◆ **TEXT PASSAGE**
Segment Open

Streets where buildings burned and mobs pelted police with rocks were deserted early Friday following a riot that began when a white officer shot a black man to death during a traffic stop.
"The city is very calm right now," Police Chief Darrel Stephens said at a 6 a.m. news conference. "No new incidents have taken place."At least 11 people were injured, including a police officer who was shot and a newspaper photographer who was beaten, as hundreds of people swarmed through the streets after the shooting Thursday.
Stores were looted and thick smoke clouded the predominantly black neighborhood just south of downtown. Groups of youths ran back and forth in the night, throwing rocks, bricks and bottles at officers in riot gear, businesses and passing cars.
"They were tossing everything at us but the kitchen sink," said Sgt. Denny Simmons, who was struck in the arm during the initial standoff between police and a group of about 100 young men.
City leaders met Friday with representatives of the NAACP to explore ways to quell tensions. The Rev. Manuel Sykes, pastor at Bethel Community Baptist Church, offered his church as a meeting place for people to air feelings and talk about what happened.
Bishop John Copeland of Macedonia Free
Will Baptist Church urged parents to keep young people indoors, saying Friday, "It's going to take all of us to solve our problems."

Segment Closed

◆ **TO DO**
(A) In the riot report, who offered his church as a meeting place for people to talk about what happened?
(B) Carry on the riot report from where it stops.

◆ **DATA FOR REVIEW**
Segment Open

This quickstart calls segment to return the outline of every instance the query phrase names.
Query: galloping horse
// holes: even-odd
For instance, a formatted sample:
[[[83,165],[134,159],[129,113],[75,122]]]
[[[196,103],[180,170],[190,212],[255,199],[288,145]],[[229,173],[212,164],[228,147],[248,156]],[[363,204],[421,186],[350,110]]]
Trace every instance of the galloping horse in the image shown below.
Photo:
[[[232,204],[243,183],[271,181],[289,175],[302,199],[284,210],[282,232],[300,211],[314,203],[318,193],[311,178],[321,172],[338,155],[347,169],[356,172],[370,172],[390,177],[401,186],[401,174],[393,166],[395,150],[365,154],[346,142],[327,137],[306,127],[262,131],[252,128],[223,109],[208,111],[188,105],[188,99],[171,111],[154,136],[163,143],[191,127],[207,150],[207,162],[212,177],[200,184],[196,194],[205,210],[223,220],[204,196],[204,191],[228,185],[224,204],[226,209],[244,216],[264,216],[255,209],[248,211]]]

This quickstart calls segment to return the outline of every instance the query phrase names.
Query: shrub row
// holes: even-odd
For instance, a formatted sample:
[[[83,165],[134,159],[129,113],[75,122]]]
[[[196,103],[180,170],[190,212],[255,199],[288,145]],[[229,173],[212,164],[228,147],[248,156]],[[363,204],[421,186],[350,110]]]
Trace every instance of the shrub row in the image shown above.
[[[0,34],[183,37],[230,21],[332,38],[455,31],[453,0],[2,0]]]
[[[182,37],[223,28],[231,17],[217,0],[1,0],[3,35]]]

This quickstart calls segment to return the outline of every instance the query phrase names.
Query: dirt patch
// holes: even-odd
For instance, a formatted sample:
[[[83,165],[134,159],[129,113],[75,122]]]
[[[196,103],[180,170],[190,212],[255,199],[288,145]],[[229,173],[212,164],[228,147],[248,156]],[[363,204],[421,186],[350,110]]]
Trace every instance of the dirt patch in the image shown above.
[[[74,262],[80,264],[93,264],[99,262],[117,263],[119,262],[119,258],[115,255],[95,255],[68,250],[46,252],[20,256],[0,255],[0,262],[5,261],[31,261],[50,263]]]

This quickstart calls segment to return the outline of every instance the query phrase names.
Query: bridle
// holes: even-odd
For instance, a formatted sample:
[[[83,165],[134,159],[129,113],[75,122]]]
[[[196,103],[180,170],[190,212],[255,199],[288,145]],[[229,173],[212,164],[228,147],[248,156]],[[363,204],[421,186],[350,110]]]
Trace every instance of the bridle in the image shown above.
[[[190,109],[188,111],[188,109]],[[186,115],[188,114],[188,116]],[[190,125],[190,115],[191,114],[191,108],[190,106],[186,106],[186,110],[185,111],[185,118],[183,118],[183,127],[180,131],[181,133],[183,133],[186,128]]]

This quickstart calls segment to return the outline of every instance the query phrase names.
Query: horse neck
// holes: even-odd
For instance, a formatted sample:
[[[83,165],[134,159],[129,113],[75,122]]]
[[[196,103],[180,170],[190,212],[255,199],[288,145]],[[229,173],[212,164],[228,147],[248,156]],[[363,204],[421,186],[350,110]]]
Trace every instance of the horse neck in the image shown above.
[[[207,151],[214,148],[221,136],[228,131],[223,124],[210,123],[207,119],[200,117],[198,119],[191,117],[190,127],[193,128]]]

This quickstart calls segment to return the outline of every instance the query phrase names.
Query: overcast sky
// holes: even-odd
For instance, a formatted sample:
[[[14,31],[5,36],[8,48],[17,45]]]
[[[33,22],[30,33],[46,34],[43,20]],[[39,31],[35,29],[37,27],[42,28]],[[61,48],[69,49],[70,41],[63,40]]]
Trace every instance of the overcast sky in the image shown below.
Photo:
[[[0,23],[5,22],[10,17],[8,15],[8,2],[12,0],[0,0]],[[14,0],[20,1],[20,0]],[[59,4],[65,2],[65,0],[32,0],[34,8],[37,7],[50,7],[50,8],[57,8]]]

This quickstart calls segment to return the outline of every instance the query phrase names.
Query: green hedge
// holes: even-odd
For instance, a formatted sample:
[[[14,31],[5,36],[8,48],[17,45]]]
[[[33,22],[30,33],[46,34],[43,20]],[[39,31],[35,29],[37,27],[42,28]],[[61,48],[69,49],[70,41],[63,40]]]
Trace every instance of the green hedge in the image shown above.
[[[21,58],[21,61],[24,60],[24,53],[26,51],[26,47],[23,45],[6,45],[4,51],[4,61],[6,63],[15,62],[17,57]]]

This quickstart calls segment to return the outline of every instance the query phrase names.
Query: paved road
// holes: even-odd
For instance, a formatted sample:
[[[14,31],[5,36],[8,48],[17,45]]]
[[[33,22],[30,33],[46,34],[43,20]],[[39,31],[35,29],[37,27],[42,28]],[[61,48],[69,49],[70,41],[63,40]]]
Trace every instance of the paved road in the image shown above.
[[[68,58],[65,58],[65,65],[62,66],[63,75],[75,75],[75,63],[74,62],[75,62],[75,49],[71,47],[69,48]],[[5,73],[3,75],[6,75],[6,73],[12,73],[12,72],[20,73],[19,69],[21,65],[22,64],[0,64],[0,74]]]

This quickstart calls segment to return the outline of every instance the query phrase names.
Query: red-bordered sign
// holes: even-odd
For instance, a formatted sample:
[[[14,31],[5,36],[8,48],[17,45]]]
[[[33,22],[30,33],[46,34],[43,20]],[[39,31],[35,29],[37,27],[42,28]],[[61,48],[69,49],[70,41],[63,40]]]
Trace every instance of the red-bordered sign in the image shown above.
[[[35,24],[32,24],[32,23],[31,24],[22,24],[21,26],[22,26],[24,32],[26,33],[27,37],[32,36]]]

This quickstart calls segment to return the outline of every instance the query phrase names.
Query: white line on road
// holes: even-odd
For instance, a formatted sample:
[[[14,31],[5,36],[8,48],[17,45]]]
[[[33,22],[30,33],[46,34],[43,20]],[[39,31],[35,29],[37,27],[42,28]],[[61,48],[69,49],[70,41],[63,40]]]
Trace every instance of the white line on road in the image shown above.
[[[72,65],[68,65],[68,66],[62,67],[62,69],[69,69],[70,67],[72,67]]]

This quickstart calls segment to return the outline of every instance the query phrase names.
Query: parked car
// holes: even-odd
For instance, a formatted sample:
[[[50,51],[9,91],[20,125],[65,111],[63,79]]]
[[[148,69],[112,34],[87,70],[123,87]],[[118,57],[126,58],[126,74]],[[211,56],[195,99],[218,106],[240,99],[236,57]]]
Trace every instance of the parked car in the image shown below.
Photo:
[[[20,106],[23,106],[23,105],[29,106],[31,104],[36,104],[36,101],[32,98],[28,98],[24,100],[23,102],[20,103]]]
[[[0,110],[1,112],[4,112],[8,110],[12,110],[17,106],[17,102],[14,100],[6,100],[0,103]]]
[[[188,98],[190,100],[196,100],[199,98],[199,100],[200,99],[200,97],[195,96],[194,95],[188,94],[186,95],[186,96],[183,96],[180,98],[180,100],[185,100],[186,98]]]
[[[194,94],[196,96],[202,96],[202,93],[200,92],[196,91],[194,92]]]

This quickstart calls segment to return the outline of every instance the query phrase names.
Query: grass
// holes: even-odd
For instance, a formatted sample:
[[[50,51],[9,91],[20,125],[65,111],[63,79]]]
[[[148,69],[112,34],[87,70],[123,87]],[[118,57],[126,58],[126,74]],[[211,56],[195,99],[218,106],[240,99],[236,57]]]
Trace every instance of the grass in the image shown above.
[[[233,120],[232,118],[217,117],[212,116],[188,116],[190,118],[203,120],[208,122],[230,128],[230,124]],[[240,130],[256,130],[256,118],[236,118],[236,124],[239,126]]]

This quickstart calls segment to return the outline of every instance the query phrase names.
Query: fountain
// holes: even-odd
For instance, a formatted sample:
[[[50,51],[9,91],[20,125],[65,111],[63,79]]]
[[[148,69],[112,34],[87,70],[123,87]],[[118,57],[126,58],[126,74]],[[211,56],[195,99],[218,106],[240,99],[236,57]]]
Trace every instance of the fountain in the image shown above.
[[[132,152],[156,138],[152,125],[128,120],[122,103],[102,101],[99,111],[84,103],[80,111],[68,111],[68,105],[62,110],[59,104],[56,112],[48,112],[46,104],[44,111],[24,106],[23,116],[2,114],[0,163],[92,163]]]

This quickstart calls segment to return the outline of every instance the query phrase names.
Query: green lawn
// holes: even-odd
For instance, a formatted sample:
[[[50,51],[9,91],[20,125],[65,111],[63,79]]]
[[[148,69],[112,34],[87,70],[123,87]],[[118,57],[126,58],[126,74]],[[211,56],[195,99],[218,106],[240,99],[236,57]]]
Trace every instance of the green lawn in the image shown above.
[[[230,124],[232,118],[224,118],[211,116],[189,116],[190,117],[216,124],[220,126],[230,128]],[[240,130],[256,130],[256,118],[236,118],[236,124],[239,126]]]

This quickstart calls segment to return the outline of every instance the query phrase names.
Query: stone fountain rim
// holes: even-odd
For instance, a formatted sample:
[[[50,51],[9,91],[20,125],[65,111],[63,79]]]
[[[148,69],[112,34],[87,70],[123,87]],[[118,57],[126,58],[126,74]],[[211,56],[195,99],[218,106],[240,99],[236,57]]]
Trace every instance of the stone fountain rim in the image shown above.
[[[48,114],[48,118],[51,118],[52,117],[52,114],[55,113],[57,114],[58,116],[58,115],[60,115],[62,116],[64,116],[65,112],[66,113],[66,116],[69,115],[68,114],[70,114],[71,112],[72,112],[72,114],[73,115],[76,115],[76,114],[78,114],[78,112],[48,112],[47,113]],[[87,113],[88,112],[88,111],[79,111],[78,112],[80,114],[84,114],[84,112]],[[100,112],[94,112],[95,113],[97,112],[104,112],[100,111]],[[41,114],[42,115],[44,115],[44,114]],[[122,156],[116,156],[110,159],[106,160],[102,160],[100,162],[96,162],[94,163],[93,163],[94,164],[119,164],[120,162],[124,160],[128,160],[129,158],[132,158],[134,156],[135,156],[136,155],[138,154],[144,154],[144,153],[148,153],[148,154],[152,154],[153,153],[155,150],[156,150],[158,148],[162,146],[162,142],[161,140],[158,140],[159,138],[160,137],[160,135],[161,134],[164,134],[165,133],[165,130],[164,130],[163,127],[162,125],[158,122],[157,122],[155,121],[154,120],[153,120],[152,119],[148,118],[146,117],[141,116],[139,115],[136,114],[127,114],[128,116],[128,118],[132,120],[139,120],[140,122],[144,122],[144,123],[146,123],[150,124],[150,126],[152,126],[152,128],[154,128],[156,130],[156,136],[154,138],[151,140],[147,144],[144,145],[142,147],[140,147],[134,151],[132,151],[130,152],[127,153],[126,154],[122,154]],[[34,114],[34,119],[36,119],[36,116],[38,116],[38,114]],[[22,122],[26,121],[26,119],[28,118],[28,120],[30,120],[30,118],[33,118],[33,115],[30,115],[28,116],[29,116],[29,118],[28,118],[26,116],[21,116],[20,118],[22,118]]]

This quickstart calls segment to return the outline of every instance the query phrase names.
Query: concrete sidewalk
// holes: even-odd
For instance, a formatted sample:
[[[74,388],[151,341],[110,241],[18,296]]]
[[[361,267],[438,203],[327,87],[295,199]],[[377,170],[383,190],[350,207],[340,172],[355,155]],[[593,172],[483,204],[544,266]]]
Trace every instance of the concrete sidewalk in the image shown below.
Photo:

Segment Closed

◆ **OUTPUTS FOR THE TASKS**
(A) The Rev. Manuel Sykes, pastor at Bethel Community Baptist Church.

(B)
Copeland said the perception in the black community that police won't be punished in such cases is a national problem. "There's something wrong with the system when something like this happens and African-Americans know what the verdict will be before anybody goes on trial," he said.
Twenty people were arrested, Stephens said. Police planned to work 12-hour shifts and step up patrols Friday.
Twenty-eight buildings were set on fire, he said. Firefighters, also pelted with rocks and other debris, pulled back and let some buildings burn. Among the many buildings and vehicles set ablaze were a police substation, a post office, a police cruiser and TV news truck.
But by midnight, police officers were removing barricades from the 25-square-block area and only a few fires still burned.
The trouble started after two officers stopped a car with two young men inside at around 5:30 p.m. Police said the car was speeding, and the officers approached it after the vehicle stopped at a red light.
"The driver continually refused to roll his window down or obey any verbal commands," police said in a news release. The officers could not see the car's occupants because the windows were darkly tinted, police said.
Officer Jim Knight fired several shots through the windshield, striking the driver, after the car lurched forward, apparently trying to run the officer over, police said. But witnesses said Knight was standing with his hands on the hood when the car inched forward and his partner yelled for him to shoot, the St. Petersburg Times reported.
Lisa Craft told the newspaper that Knight fired five times. "The boy wasn't going fast enough to run them over. He wasn't even going 2 mph," she said.
Police identified the man as Tyron Lewis, 18. He died before reaching Bayfront Medical Center, a hospital spokesman said.
It was the sixth police shooting of the year in St. Petersburg, coming just one week after another shooting in the same area.
Shortly after 9 p.m. Thursday, helmeted police carrying shields cordoned off several blocks around the intersection. They fired tear gas into the crowd to disperse mobs looting businesses. One officer was shot in the shoulder and treated at a hospital.
One witness said police made the situation worse by marching through the streets in riot gear.
Stephens defended his department's actions.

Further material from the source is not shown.